### [Required action]
Only one span of the listing below is wanted: the lines from the one with "Target: flower stalk" through the one with "Target: rough rock surface", reproduced exactly, both ends kept.

### [Data provided]
● ● ●

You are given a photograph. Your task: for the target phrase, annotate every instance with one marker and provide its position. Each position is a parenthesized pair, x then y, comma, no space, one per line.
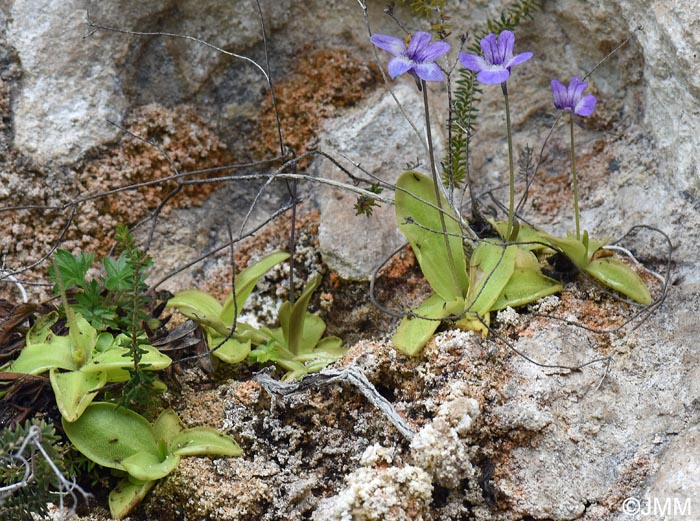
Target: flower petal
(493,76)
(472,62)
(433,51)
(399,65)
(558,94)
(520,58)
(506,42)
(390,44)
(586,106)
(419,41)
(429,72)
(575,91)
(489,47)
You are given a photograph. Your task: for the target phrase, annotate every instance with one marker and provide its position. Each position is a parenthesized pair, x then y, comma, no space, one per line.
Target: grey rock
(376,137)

● ● ●

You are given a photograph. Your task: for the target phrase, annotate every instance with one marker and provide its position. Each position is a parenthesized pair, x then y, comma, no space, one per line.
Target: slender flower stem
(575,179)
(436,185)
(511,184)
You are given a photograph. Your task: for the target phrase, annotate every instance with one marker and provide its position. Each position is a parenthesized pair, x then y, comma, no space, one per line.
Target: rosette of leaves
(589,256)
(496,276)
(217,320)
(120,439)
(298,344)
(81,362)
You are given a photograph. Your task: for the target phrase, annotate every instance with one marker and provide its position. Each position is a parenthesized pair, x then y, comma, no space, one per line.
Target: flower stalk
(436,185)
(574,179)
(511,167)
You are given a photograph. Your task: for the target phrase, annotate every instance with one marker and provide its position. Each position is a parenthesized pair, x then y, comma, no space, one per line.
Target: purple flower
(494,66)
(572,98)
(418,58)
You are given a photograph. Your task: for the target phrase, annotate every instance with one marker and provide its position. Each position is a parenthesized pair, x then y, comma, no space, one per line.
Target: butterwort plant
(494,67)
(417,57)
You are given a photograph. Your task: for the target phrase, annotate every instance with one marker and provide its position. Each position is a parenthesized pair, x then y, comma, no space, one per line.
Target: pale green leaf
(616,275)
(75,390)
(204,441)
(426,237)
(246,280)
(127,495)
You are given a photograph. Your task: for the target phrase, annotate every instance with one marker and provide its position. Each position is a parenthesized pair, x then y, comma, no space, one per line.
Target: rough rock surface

● ● ●

### [Reply to the exercise]
Target: flower stalk
(436,185)
(574,179)
(511,167)
You are given a photograph. Your task: for the target phrase, annotate every instance with one marker and provide its position. Each position is a parenthesized pair, x then y, comma, no space, one per line.
Target: purple flower
(494,66)
(572,98)
(418,58)
You are given a photograph. Your task: for the target phrase, annotate every instance with one marker and provide its position. Each position is a parenthesized pair, x then y, comma, no space, one per line.
Target: butterwort plant
(494,67)
(417,57)
You are given a photograph. Your task: for the target phrase, annotate every instance with one marker and provide its position. Each position is a parenthesized pair, x then y, comma, no space, one per line.
Target: pale green leaf
(616,275)
(75,390)
(204,441)
(426,237)
(246,280)
(127,495)
You are given a photograph. Your task: for the target phrase, annotate every instance with one marker and provide its position. Each position is a parenthesized pair, x then y, comma, no space, one per line.
Target: rough rock surface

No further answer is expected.